In your copy, set down the entries exactly and exclude the pictures.

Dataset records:

--------------------------------

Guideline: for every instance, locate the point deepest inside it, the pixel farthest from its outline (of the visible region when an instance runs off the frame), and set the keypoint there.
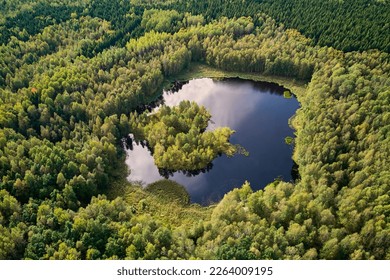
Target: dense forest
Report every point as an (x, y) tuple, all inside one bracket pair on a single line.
[(74, 74)]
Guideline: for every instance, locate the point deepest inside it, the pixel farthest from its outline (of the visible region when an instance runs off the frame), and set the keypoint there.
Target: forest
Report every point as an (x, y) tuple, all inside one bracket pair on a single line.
[(74, 77)]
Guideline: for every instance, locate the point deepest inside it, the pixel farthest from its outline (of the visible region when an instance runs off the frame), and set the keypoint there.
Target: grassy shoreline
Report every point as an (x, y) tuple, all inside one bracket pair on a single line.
[(199, 70)]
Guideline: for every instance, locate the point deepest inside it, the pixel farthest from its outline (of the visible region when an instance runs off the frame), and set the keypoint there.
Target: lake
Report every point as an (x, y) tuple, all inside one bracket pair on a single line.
[(259, 114)]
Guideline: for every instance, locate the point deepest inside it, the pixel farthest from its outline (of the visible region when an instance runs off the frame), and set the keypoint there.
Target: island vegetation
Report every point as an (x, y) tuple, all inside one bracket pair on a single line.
[(178, 139), (72, 74)]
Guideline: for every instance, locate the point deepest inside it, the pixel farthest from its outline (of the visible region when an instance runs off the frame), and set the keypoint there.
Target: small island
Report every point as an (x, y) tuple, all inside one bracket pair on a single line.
[(178, 138)]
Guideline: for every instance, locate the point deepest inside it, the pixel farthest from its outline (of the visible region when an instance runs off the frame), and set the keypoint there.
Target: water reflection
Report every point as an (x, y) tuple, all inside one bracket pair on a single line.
[(256, 111)]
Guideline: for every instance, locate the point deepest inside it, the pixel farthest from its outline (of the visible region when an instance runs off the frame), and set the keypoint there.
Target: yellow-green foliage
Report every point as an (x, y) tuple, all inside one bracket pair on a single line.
[(178, 138)]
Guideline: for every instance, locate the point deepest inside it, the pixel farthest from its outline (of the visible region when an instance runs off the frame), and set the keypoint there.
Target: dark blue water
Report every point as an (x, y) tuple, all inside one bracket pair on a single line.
[(258, 113)]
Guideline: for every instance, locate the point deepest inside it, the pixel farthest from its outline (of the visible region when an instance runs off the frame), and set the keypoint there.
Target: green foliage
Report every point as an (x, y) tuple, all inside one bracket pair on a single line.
[(170, 191), (178, 138), (72, 76)]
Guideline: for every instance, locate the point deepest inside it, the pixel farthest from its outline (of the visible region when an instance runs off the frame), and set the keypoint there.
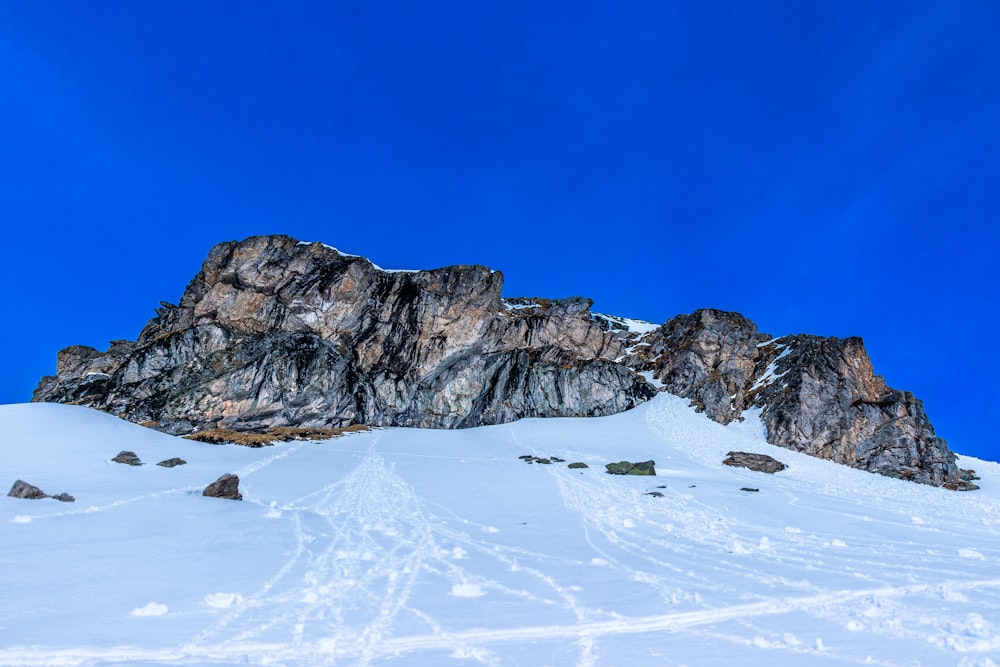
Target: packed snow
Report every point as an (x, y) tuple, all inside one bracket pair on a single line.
[(419, 547)]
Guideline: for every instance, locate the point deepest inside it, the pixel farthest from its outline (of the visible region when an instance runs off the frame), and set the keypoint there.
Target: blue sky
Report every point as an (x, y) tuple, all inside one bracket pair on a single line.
[(826, 168)]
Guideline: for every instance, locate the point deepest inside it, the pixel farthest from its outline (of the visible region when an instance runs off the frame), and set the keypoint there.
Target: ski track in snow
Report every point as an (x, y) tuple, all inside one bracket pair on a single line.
[(361, 562), (366, 544)]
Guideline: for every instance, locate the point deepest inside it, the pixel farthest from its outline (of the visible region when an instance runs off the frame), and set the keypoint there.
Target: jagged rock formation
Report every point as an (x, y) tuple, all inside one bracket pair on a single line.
[(227, 486), (22, 489), (756, 462), (273, 332), (128, 458)]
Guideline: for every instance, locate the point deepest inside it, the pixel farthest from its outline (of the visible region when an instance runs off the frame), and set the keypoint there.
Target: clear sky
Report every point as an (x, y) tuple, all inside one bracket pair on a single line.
[(820, 167)]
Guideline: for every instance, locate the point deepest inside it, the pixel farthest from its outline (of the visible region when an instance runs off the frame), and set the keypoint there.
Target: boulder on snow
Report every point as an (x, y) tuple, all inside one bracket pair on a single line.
[(629, 468), (227, 486), (22, 489), (128, 458), (757, 462)]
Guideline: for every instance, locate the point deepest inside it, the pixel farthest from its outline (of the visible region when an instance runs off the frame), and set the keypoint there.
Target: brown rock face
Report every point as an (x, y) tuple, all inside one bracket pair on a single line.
[(823, 398), (273, 332)]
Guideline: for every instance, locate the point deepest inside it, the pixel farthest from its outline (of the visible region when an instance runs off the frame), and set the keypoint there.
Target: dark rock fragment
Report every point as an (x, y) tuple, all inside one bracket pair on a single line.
[(629, 468), (22, 489), (227, 486), (758, 462), (128, 458)]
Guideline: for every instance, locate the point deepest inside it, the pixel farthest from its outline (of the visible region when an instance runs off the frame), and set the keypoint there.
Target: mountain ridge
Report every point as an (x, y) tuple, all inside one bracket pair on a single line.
[(277, 332)]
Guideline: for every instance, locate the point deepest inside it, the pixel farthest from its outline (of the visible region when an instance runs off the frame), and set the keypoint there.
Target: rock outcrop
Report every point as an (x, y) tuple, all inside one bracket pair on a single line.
[(273, 332), (756, 462), (128, 458), (644, 468), (227, 486), (22, 489)]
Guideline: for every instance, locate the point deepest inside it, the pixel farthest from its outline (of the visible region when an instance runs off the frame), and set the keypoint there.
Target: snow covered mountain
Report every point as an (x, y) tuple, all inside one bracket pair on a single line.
[(275, 332), (439, 547)]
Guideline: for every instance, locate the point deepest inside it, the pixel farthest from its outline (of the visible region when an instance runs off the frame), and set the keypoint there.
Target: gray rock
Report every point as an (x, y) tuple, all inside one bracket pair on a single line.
[(273, 332), (128, 458), (628, 468), (758, 462), (22, 489), (824, 399), (227, 486)]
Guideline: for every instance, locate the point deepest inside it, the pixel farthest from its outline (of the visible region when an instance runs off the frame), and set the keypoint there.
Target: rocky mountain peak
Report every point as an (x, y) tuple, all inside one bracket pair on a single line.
[(276, 332)]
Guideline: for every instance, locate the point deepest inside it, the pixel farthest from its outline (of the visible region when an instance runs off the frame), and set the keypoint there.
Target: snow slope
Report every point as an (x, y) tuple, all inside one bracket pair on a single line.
[(416, 547)]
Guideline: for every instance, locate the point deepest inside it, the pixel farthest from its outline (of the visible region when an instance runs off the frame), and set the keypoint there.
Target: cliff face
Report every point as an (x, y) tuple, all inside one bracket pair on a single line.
[(274, 332)]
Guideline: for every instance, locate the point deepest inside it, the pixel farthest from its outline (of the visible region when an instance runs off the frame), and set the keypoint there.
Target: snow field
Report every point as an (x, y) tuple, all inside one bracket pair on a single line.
[(406, 546)]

--------------------------------

# RESULT OF THE EXERCISE
Guideline: for every instance, locate the point deepest inside it, the pixel farthest from its outline (of the visible region when an instance runs off the frame), and set the keypoint there.
Target: dense forest
Report every point as an (x, y) tuple, all inside one bracket pair on a single line.
[(74, 74)]
Guideline: for every instance, locate the point deepest inside it, the pixel farthest from its outline (of the visible region when an instance runs off the frame), and set the keypoint there.
Target: forest
Report every point as an (x, y) tuple, all inside one bracket pair on a single line.
[(74, 77)]
Guideline: for every instance, locate the point deepest inside it, the pixel farthest from its outline (of the visible region when an instance runs off the frame), and set the keypoint there.
Target: grassy shoreline
Report every point as an (x, y) tuple, all inside one bracket pair on a single line.
[(199, 70)]
Guideline: for every instance, locate the point deepest inside it, the pixel farthest from its outline (of the visible region when an instance runs off the frame), and set the keypoint there.
Target: lake
Report every point as an (x, y) tuple, all inside one bracket pair on a single line.
[(259, 114)]
Guideline: for every instance, locate the point deepest inside it, the pixel farthest from its outline (of the visible region when an instance runs off the frame), and set the keypoint there.
Target: island vegetation
Report every point as an (x, y) tuple, all inside one bracket pair on a single line.
[(178, 139), (72, 74)]
Guideline: for every instance, locate the point deepest inside it, the pixel farthest from its outline (of the visible region when an instance runs off the frame), and set the keypoint there.
Target: small island
Report every point as an (x, y) tuple, all inside one bracket pair on a single line.
[(178, 138)]
Guideline: for every instance, locate the point deepest inside it, the pixel farthest from its outline (of the visible region when an instance runs off the frame), and set the keypoint there.
Target: water reflection
Report every point as an (x, y) tuple, all inside one bracket pair on a single line.
[(256, 111)]
Guideline: for every instance, locate the point deepest inside it, the pixel farthest from its outline (of the visible region when an instance runs off the frame), and set the keypoint there.
Target: yellow-green foliage
Report every point as an (x, y) tuple, all inside one bracket pair on a single line.
[(178, 138)]
Guideline: for every instance, locate the point deepest inside it, the pixel farthest from its outline (of the visible region when an instance runs off the frame), and set the keypoint there.
Target: dark blue water
Report every point as an (x, y) tuple, all inside one bracket pair on a single line.
[(258, 113)]
Guideline: for every instance, locate the point deepest inside it, the pixel farthest from its outline (of the visible region when an instance runs off the frame), and set the keypoint there.
Target: green foliage
Report every point as an (x, y) tuple, all inside one bracket pair on a single line.
[(170, 191), (178, 138), (72, 76)]
Guideline: for every instance, locate the point deepest inside it, the pixel farthest from its outline (of the visible region when an instance runs off the frame), and set the keypoint there.
Target: packed snow
Report every point as an (x, y) tuple, all inside one bracket pair on a single line.
[(419, 547)]
Guideline: for every instance, locate the point deepest inside it, the pixel farthest from its outline (of the visible region when an instance runs off the frame), and set the keypoint there.
Target: blue sky
Report every point as an (x, y) tuple, all inside one bracket pair on a single line.
[(826, 168)]
Guideline: for every instance, locate the point deepest inside it, the pixel farthest from its outline (of the visible region when an instance runs off the frame), and set the keypoint there.
Target: ski track in snow
Report every point as an (x, y) tuple, all inside one bracket pair on a single line.
[(361, 562), (366, 544)]
Guideline: for every instance, locate the point deepest inside it, the pixel farthest from its outline (of the visible region when an instance runs off the frame), and set the keypoint there.
Target: jagged rock formation
Report every point as an (x, y) tuple, all inside one bracket pair on a single line.
[(227, 486), (22, 489), (756, 462), (273, 332), (128, 458)]
Guideline: for every instance, locate the point deepest inside it, the pixel farthest from its outline (of the visible region when an instance runs off the frame), and set the keypoint there.
Target: clear sky
Report every point as an (x, y) tuple, all inside one bracket pair on a single line.
[(820, 167)]
Guideline: for every instance, locate the point deepest inside it, the pixel farthest from its outline (of the visible region when an instance runs off the frame), and set the keypoint there.
Target: boulder on snow
Report every point as an (x, y) tuple, all inside one bracket pair on a single line.
[(629, 468), (227, 486), (22, 489), (128, 458), (757, 462)]
Guideline: for every instance, locate the point deepest inside it, the pixel farthest from its outline (of the visible region when an instance runs off the frame), and set the keypoint there.
Target: brown rock face
Report every point as an (x, y) tuple, all inside one bracket pair on a single line.
[(823, 398), (273, 332)]
Guideline: for every instance, locate the point deepest inside it, the pixel farthest from its outline (of the visible region when an instance runs off the frame), and set the keypoint there.
Target: dark rock fragment
Report every point as an (x, y) tuple, all inside one bracket pair on a single line.
[(629, 468), (22, 489), (227, 486), (758, 462), (128, 458)]
Guideline: for every instance, locate the point deepest inside it, the pixel farthest from its outline (of the visible region when an instance runs off the frame), and set the keypoint there.
Target: mountain ridge
Report every point as an (x, y) tuple, all inside one bracket pair on a single line.
[(277, 332)]
Guideline: for every instance, locate the point deepest inside it, the pixel farthest from its outline (of the visible region when an instance runs off the frame), and set the keypoint there.
Target: rock outcrop
Report every point as an (x, y) tuple, all inside one bracket pair on a single line.
[(273, 332), (756, 462), (128, 458), (644, 468), (227, 486), (22, 489)]
Guideline: for every instance, locate the point deepest inside it, the pixel farthest from its outline (of the visible region when an instance runs off the frame), and set the keypoint there.
Target: snow covered mountain
Report every point as an (x, y) tuple, all inside one bracket pair on a single line.
[(275, 332), (439, 547)]
Guideline: for every instance, locate the point deepest inside it, the pixel farthest from its outline (of the visible region when an instance runs off the frame), and set the keypoint there.
Target: gray rock
Report every point as an (x, y) tuple, all inside one bracket pair on a single line.
[(273, 332), (128, 458), (628, 468), (758, 462), (22, 489), (824, 399), (227, 486)]
Guideline: for every instance, locate the point deepest inside it, the pixel farthest from its outline (of the visible region when an instance runs off the frame), and set the keypoint there.
Target: rocky mountain peak
Report every point as an (x, y) tuple, all inside one bracket pair on a single line.
[(276, 332)]
Guideline: for every instance, locate the point deepest inside it, the pixel farthest from its outline (of the visible region when an instance runs off the frame), and set the keypoint there.
Target: snow slope
Report every point as an (x, y) tuple, all inside one bracket pair on a single line.
[(416, 547)]
Guideline: for every instance, locate the point deepest inside it, the pixel farthest from its outline (of the visible region when an instance runs off the frame), and set the keypoint there.
Target: cliff face
Report every point as an (x, y) tuple, all inside one bracket pair on a single line.
[(274, 332)]
Guideline: for every instance, locate the point deepest inside it, the pixel farthest from its outline (of the visible region when an instance runs off the frame), and set the keypoint there.
Target: snow field
Report every point as an (x, y) tuple, all inside one bracket pair on a single line.
[(406, 546)]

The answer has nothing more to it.